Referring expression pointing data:
######
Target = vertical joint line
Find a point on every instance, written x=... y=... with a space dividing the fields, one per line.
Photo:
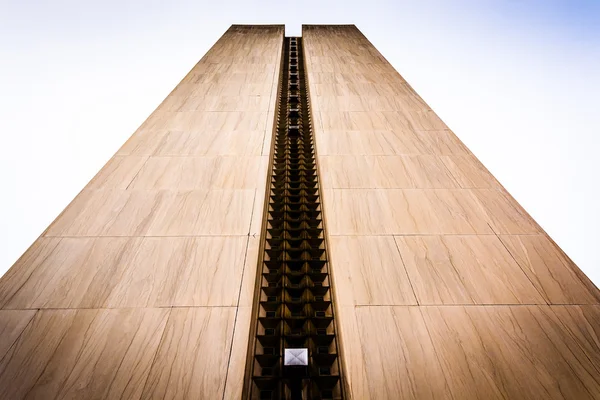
x=293 y=308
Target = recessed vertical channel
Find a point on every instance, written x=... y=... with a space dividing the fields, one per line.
x=293 y=349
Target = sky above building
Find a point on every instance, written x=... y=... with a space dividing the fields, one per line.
x=516 y=81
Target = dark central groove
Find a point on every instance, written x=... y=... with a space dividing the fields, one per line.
x=293 y=304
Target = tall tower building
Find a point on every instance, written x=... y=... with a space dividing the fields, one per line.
x=294 y=221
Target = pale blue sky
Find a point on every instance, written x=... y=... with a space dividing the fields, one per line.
x=517 y=81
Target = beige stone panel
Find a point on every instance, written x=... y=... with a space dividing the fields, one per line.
x=335 y=142
x=552 y=273
x=509 y=352
x=83 y=354
x=391 y=172
x=193 y=355
x=442 y=142
x=246 y=295
x=25 y=267
x=465 y=270
x=469 y=172
x=211 y=143
x=354 y=121
x=505 y=214
x=368 y=270
x=189 y=173
x=239 y=350
x=118 y=172
x=399 y=358
x=581 y=330
x=143 y=142
x=201 y=212
x=12 y=324
x=174 y=272
x=77 y=273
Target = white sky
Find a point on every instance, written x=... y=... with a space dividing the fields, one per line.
x=518 y=83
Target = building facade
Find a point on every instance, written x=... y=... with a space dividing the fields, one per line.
x=148 y=285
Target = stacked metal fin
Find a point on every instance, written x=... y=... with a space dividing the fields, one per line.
x=294 y=307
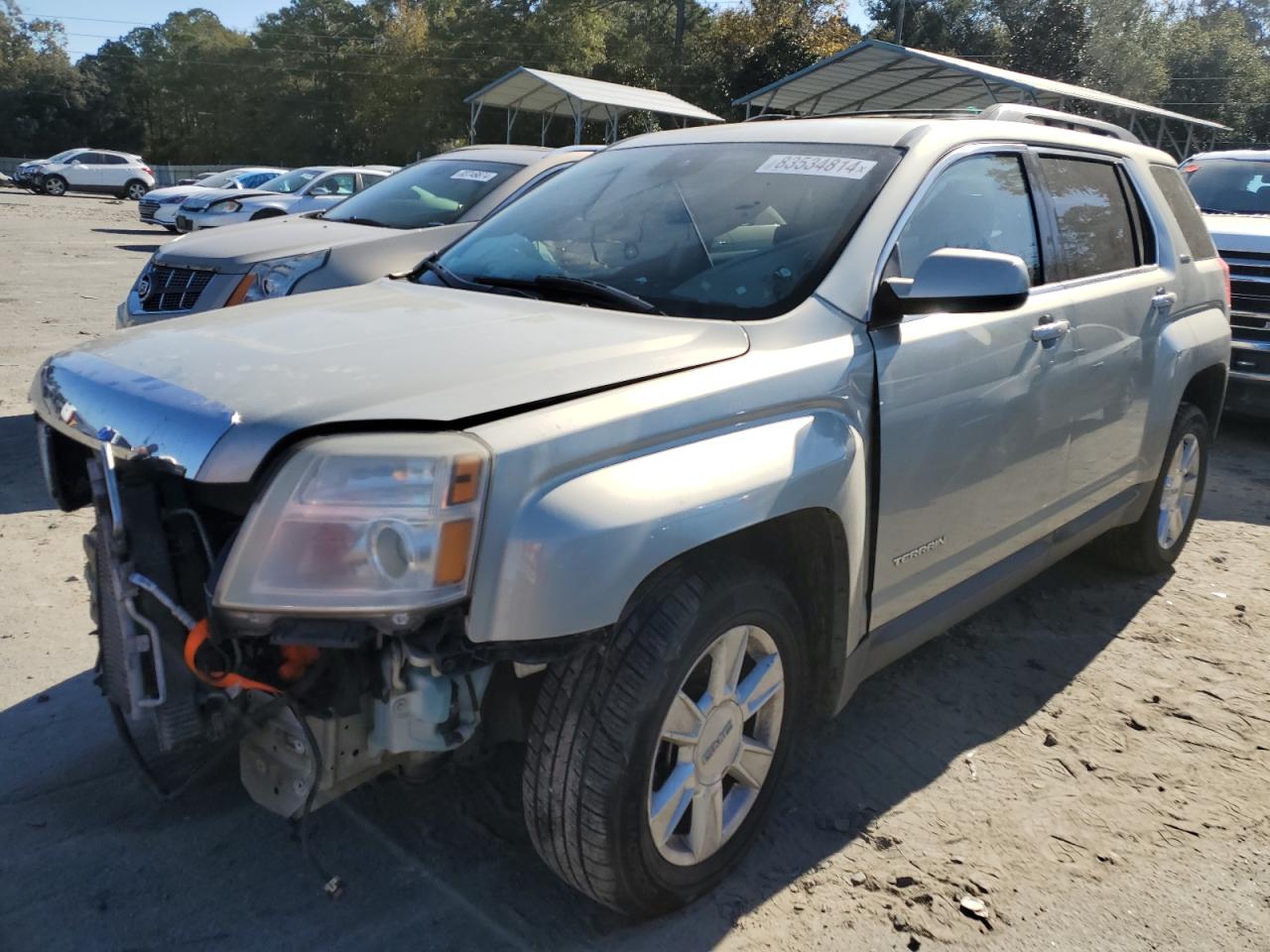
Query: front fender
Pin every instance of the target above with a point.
(578, 548)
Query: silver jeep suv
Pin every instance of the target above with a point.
(648, 468)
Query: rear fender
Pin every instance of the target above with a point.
(1188, 345)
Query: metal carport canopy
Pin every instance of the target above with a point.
(875, 75)
(554, 94)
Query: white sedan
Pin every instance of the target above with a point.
(159, 207)
(309, 189)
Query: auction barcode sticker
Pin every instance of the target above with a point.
(833, 166)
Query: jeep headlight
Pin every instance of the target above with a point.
(368, 525)
(278, 277)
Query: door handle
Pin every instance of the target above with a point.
(1051, 330)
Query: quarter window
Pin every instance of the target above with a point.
(1180, 200)
(1096, 232)
(983, 203)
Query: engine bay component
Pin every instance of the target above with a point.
(425, 714)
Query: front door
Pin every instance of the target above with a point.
(971, 445)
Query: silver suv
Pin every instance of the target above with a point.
(1233, 193)
(648, 468)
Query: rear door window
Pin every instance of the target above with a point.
(1096, 229)
(1183, 204)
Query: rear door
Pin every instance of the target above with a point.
(116, 172)
(1116, 299)
(971, 442)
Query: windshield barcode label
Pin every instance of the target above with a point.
(830, 166)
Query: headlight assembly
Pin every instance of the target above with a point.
(278, 277)
(361, 526)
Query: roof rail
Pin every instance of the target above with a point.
(1014, 112)
(957, 113)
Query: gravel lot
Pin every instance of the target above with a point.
(1091, 757)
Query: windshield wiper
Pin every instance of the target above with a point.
(452, 281)
(356, 220)
(598, 290)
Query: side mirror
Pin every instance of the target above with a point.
(953, 281)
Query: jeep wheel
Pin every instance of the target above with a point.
(1152, 543)
(652, 758)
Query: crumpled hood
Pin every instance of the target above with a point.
(212, 394)
(1239, 232)
(232, 249)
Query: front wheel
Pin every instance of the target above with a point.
(1152, 544)
(652, 758)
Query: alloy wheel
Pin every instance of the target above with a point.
(1179, 494)
(716, 746)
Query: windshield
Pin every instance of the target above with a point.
(734, 230)
(291, 180)
(1229, 185)
(434, 191)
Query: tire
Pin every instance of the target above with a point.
(597, 762)
(1152, 544)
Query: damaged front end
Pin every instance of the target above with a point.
(314, 621)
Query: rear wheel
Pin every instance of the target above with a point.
(1152, 543)
(653, 758)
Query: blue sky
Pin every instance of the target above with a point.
(90, 22)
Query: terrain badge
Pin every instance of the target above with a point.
(916, 552)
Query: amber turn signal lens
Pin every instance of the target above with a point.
(465, 480)
(240, 291)
(456, 539)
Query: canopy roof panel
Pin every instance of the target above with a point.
(558, 94)
(875, 75)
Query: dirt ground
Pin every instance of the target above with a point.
(1088, 758)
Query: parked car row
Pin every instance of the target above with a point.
(386, 229)
(648, 454)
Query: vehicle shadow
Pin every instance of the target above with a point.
(1238, 490)
(451, 857)
(144, 232)
(22, 480)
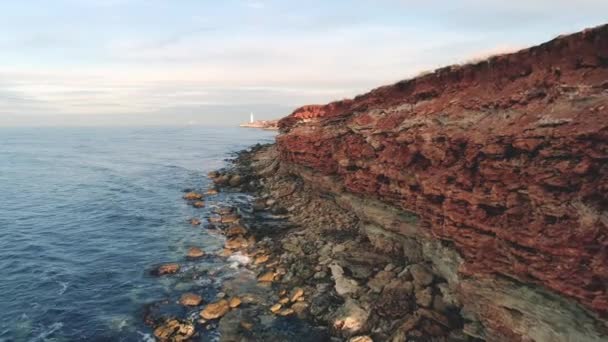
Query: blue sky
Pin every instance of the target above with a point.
(150, 62)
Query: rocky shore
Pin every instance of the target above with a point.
(465, 205)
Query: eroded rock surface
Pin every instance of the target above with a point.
(495, 174)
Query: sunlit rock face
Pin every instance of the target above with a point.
(496, 172)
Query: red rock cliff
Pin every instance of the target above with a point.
(506, 159)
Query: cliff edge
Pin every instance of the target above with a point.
(503, 166)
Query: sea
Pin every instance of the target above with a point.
(85, 213)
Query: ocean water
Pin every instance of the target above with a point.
(86, 212)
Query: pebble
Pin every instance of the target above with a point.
(190, 299)
(215, 310)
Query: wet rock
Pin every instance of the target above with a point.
(424, 297)
(174, 330)
(236, 230)
(421, 274)
(234, 302)
(195, 253)
(215, 310)
(190, 299)
(236, 243)
(381, 279)
(198, 204)
(296, 294)
(260, 259)
(193, 196)
(276, 308)
(351, 319)
(235, 180)
(286, 312)
(267, 277)
(166, 269)
(344, 285)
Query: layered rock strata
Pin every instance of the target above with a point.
(496, 173)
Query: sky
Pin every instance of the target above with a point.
(181, 62)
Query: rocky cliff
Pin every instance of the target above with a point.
(495, 172)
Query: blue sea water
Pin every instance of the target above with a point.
(85, 212)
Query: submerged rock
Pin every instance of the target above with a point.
(190, 299)
(174, 331)
(166, 269)
(195, 253)
(215, 310)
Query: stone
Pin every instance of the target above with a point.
(351, 319)
(235, 180)
(286, 312)
(174, 331)
(275, 308)
(215, 310)
(195, 253)
(166, 269)
(421, 274)
(190, 299)
(193, 196)
(381, 279)
(235, 230)
(344, 285)
(198, 204)
(236, 243)
(234, 302)
(296, 294)
(424, 297)
(267, 277)
(260, 259)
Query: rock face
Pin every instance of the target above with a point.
(496, 174)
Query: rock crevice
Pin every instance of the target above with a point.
(496, 173)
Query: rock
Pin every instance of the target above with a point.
(234, 302)
(236, 243)
(229, 218)
(275, 308)
(235, 180)
(174, 330)
(351, 319)
(235, 230)
(198, 204)
(286, 312)
(381, 279)
(267, 277)
(297, 293)
(195, 253)
(424, 297)
(260, 259)
(193, 196)
(421, 274)
(166, 269)
(300, 309)
(215, 310)
(190, 299)
(344, 285)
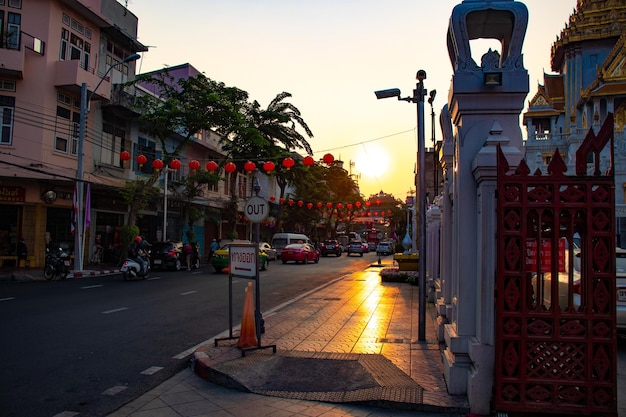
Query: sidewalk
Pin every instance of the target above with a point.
(347, 349)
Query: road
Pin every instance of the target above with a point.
(90, 345)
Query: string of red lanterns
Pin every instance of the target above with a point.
(212, 166)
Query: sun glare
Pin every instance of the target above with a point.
(372, 161)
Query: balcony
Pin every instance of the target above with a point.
(70, 75)
(12, 63)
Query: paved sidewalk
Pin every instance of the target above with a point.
(347, 349)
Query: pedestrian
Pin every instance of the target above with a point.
(212, 248)
(22, 252)
(188, 251)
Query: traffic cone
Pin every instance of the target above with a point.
(247, 334)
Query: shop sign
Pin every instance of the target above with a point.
(12, 194)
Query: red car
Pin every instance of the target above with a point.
(300, 252)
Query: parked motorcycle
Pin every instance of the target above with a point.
(57, 265)
(131, 269)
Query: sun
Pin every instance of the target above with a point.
(372, 161)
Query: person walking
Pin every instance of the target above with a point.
(212, 248)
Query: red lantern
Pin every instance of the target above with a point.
(230, 167)
(175, 164)
(211, 166)
(141, 159)
(193, 164)
(157, 164)
(288, 162)
(249, 166)
(269, 166)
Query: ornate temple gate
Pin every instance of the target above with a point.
(556, 338)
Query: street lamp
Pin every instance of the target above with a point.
(85, 100)
(418, 98)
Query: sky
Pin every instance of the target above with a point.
(331, 55)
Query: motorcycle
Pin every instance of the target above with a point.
(56, 265)
(131, 269)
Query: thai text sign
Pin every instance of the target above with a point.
(545, 254)
(243, 260)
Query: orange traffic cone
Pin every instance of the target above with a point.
(247, 335)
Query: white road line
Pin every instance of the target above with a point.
(115, 310)
(152, 370)
(114, 390)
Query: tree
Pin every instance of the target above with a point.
(177, 111)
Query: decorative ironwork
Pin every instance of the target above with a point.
(557, 337)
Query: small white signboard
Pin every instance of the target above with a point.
(243, 260)
(257, 209)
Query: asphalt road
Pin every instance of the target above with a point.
(90, 345)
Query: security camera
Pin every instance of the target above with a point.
(392, 92)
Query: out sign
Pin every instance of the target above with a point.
(256, 209)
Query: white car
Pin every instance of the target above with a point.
(271, 253)
(384, 248)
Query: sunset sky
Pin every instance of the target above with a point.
(331, 55)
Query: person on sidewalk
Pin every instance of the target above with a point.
(188, 251)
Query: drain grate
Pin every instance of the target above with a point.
(388, 340)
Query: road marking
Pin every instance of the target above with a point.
(114, 390)
(152, 370)
(115, 310)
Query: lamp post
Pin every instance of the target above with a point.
(418, 97)
(85, 100)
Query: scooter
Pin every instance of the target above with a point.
(131, 269)
(57, 264)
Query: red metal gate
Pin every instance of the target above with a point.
(555, 305)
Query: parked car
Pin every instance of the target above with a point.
(300, 252)
(330, 247)
(384, 248)
(355, 246)
(166, 255)
(272, 254)
(221, 257)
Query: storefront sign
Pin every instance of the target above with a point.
(12, 194)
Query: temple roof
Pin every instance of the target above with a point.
(591, 20)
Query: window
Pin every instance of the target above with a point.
(67, 127)
(111, 145)
(7, 111)
(13, 30)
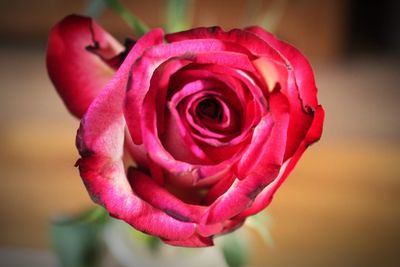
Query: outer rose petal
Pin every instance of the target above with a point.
(77, 74)
(100, 141)
(265, 197)
(303, 78)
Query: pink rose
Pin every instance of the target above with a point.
(184, 135)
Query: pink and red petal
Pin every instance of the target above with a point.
(78, 74)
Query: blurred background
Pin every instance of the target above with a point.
(340, 206)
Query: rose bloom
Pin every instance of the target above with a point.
(184, 135)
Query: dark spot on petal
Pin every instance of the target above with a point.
(176, 215)
(309, 109)
(213, 29)
(129, 82)
(253, 194)
(84, 151)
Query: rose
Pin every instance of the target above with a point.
(194, 132)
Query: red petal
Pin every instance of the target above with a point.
(78, 74)
(194, 241)
(258, 173)
(301, 89)
(100, 141)
(161, 199)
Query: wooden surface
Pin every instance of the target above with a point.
(340, 207)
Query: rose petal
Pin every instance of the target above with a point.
(161, 199)
(302, 91)
(100, 141)
(261, 171)
(77, 74)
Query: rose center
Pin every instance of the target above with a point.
(210, 108)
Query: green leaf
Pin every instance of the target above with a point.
(77, 240)
(234, 250)
(179, 15)
(139, 27)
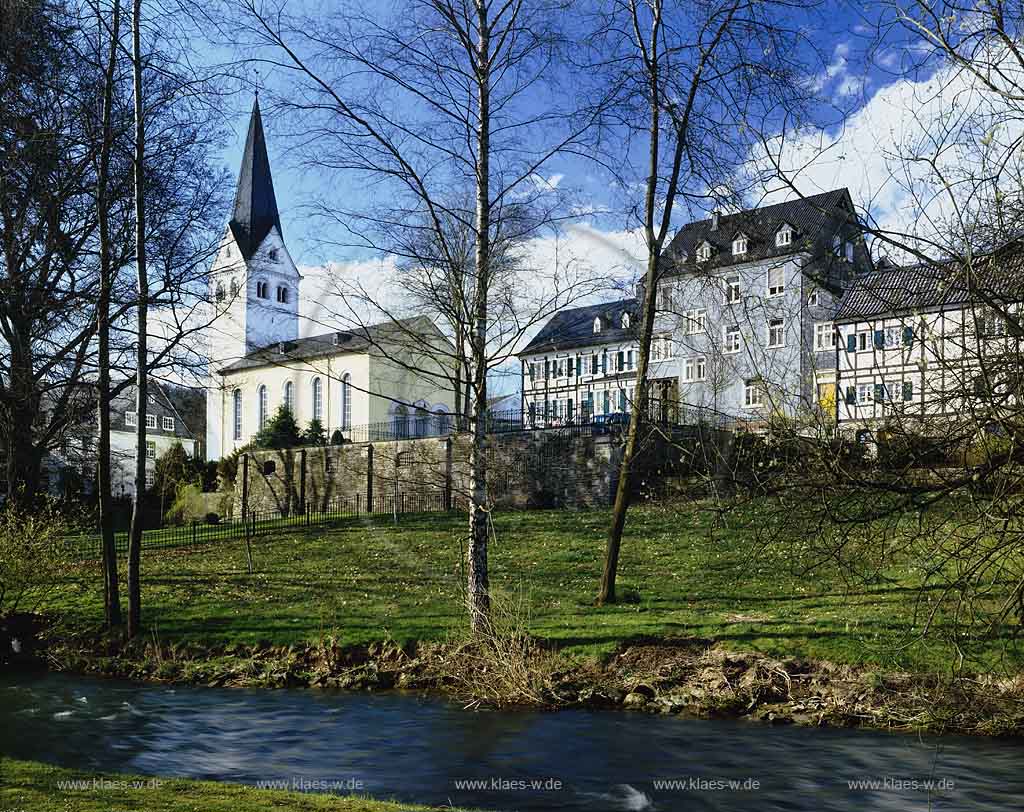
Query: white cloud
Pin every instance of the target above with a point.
(888, 153)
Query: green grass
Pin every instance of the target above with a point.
(366, 581)
(30, 786)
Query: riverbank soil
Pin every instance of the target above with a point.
(710, 623)
(30, 786)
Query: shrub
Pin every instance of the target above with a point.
(34, 556)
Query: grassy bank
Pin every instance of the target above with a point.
(30, 786)
(366, 582)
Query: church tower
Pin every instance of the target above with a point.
(254, 284)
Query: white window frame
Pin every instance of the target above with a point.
(733, 289)
(753, 393)
(695, 369)
(732, 347)
(263, 404)
(237, 414)
(696, 322)
(824, 336)
(317, 387)
(346, 401)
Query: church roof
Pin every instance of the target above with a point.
(401, 333)
(255, 205)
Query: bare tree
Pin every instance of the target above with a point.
(693, 80)
(454, 103)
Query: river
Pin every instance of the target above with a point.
(413, 748)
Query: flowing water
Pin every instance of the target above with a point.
(411, 748)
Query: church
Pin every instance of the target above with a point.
(396, 375)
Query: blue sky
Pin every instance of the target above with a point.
(844, 80)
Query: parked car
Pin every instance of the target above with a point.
(616, 421)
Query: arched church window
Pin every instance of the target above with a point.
(237, 409)
(290, 396)
(317, 399)
(346, 401)
(400, 422)
(263, 406)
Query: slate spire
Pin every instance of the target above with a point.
(255, 205)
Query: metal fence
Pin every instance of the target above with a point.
(510, 422)
(265, 522)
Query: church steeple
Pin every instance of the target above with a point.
(255, 205)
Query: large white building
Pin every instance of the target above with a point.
(393, 374)
(916, 345)
(743, 328)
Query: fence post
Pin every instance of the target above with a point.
(302, 479)
(370, 478)
(448, 474)
(245, 485)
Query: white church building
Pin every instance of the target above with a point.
(394, 374)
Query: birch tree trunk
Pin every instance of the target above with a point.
(141, 358)
(112, 597)
(478, 589)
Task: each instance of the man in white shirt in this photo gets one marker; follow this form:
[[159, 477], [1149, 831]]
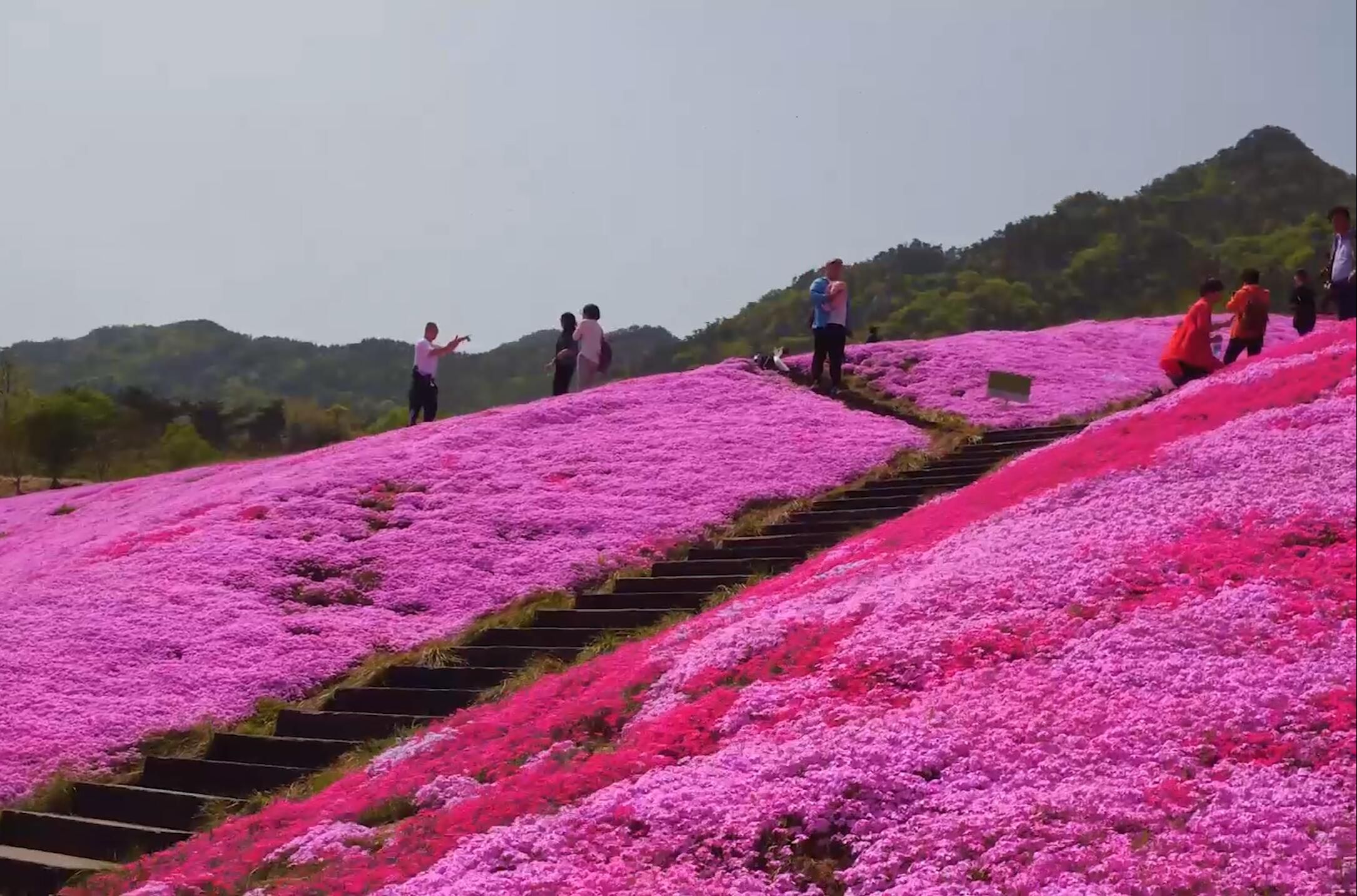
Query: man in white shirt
[[424, 383], [1343, 270], [589, 337]]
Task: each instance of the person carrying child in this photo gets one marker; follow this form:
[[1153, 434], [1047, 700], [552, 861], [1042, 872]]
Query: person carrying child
[[1250, 306], [830, 323], [1187, 355]]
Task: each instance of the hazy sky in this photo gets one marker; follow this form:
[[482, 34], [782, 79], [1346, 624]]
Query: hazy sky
[[333, 169]]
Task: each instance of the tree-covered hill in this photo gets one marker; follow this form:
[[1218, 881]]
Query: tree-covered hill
[[1257, 204]]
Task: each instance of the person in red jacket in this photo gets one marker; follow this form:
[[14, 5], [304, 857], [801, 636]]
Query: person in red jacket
[[1250, 307], [1187, 355]]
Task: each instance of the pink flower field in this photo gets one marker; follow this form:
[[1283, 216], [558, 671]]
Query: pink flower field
[[153, 604], [1077, 370], [1121, 664]]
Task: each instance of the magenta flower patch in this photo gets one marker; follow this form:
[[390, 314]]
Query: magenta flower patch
[[167, 601], [1120, 664]]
######
_TASK STATEMENT_: Copy the lines of the entries above that mention "roof".

_SOLUTION FOR THIS PROBLEM_:
Query: roof rail
Query: canopy roof panel
Query: temple roof
Query: church roof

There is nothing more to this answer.